> **TASK INSTRUCTIONS**: The output should match the data below line for line.

> **Collection entries**:
========================

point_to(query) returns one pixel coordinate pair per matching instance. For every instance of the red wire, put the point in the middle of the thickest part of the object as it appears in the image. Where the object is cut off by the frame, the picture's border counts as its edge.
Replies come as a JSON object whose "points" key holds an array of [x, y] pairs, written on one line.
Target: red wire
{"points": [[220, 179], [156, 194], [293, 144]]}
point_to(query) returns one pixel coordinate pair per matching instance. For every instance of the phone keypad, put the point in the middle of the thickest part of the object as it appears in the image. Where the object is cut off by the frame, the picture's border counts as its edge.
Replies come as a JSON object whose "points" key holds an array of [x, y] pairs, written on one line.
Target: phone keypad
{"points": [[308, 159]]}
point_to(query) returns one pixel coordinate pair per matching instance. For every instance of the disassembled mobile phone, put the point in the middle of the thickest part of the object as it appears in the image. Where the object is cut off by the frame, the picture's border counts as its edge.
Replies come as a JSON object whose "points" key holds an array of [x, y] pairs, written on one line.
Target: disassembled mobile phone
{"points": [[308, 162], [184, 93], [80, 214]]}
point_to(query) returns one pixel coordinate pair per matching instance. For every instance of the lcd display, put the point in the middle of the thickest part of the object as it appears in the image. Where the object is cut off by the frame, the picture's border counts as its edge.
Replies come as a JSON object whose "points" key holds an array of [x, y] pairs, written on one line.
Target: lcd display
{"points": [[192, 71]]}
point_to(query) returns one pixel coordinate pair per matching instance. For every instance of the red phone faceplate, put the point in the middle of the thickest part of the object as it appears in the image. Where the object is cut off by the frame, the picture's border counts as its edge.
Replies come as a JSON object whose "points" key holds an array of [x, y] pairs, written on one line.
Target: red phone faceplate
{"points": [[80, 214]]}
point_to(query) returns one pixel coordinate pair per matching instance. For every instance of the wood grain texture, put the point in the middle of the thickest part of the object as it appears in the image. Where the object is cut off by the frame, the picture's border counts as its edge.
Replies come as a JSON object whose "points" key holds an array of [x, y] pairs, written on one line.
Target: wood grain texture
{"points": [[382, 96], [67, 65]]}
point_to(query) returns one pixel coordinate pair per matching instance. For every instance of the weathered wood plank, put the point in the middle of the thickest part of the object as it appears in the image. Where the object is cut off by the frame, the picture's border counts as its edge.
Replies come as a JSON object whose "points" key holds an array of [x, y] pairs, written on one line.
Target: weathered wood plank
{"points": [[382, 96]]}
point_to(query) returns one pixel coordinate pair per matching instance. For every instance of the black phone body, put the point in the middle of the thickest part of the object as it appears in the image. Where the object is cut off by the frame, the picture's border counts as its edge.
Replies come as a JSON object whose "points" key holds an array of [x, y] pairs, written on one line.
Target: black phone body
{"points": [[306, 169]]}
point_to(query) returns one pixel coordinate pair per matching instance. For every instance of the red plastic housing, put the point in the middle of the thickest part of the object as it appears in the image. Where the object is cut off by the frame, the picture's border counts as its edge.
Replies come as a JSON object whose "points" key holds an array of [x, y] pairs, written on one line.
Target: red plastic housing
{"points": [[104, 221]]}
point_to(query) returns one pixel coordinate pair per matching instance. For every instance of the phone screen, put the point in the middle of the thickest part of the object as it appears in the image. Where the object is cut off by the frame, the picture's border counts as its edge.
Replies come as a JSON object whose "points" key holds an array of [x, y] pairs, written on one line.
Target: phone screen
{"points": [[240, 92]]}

========================

> **TASK OUTPUT**:
point_to(query) returns one pixel coordinate pair per matching instance. For every instance of the red wire, put the point in the middle of the thickest part of the object as it appears in the image. Where the object is cut off by the frame, the picture's border counts as its edge.
Replies come as a JSON object whose "points" key holds an array of [x, y] pairs, written on one line.
Target: red wire
{"points": [[220, 179], [156, 194], [293, 144]]}
point_to(query) returns one pixel coordinate pair per matching instance. For every instance of the phone keypad, put the point in the middle of the thickest part of the object as it appears in the image. Where the object is cut off by the frame, the picture's border counts as its edge.
Replies come as a JSON object whose "points" key holds an array of [x, y] pairs, written on one line.
Target: phone keypad
{"points": [[308, 159]]}
point_to(query) returns one pixel coordinate pair per matching instance. For every instance of the disassembled mobile phone, put the point in the middle of the thickest part of the object as it appears in the image. Where the object is cut off by the frame, the picture's border counts as its edge.
Replies come as a JSON object whose "points" key holds an array of [x, y] pairs, written on one line.
Target: disassembled mobile phone
{"points": [[308, 162], [184, 93], [80, 214]]}
point_to(query) returns one pixel coordinate pair per matching instance. For every instance of the lcd display, put the point in the middle of the thickest part of the object as it appears in the image. Where the object is cut off by the frame, the picture's border counts as its edge.
Replies come as a JSON object whose "points" key holds an array of [x, y] pairs, written on one line.
Target: lcd display
{"points": [[192, 71]]}
point_to(query) returns one pixel coordinate pair per matching instance. For every instance of the red phone faceplate, put the point in the middle of the thickest part of the object as it appears in the image. Where the object is cut off by the frame, the picture's border counts as its edge.
Replies come as a JSON object whose "points" key holds an array of [x, y] pairs, written on one line.
Target: red phone faceplate
{"points": [[80, 214]]}
point_to(query) returns one pixel coordinate pair per matching instance. For every instance of the wood grain texture, put the point in the middle of the thickest part of the object as it appears in the image. Where the object is cut off by the frame, the picture's border counts as its edge.
Replies come as a JSON object whose "points" key holds an array of [x, y] pairs, written on one line.
Target: wood grain texture
{"points": [[382, 96], [67, 65]]}
point_to(query) returns one pixel coordinate pair per matching instance. For every instance of the weathered wood plank, put the point in the middle of the thickest part of the object as it appears in the image. Where the object is cut off by the frame, the picture's border counts as its edge.
Replies come as a JSON object whose "points" key holds an array of [x, y] pairs, written on one line.
Target: weathered wood plank
{"points": [[382, 96]]}
point_to(query) returns one pixel coordinate pair per matching instance. For every instance of the black phone body, put the point in the middle of the thickest part of the object as it appears in the image. Where the object is cut off by the frame, the picture's border counts as its edge.
Replies come as a JSON object whose "points" key holds an array of [x, y] pairs, written on one line.
Target: black phone body
{"points": [[306, 169]]}
point_to(query) returns one pixel coordinate pair per matching instance. For every instance of the red plastic housing, put the point in the middle of the thickest part of the object as it appears in the image. Where the object is cut off by the frame, the picture's border counts as its edge.
Replies come as a JSON object whose "points" key holds an array of [x, y] pairs, written on one line.
Target: red plastic housing
{"points": [[104, 221]]}
point_to(query) returns one pixel coordinate pair per matching instance. For every instance of the phone screen, put the point in the middle of the thickest part of the object as it appears in the image. Where the object is cut off by the frame, the picture's border counts as its edge.
Replies come as a JSON object whose "points" key holds an array of [x, y] pairs, written on one line.
Target: phone screen
{"points": [[240, 92]]}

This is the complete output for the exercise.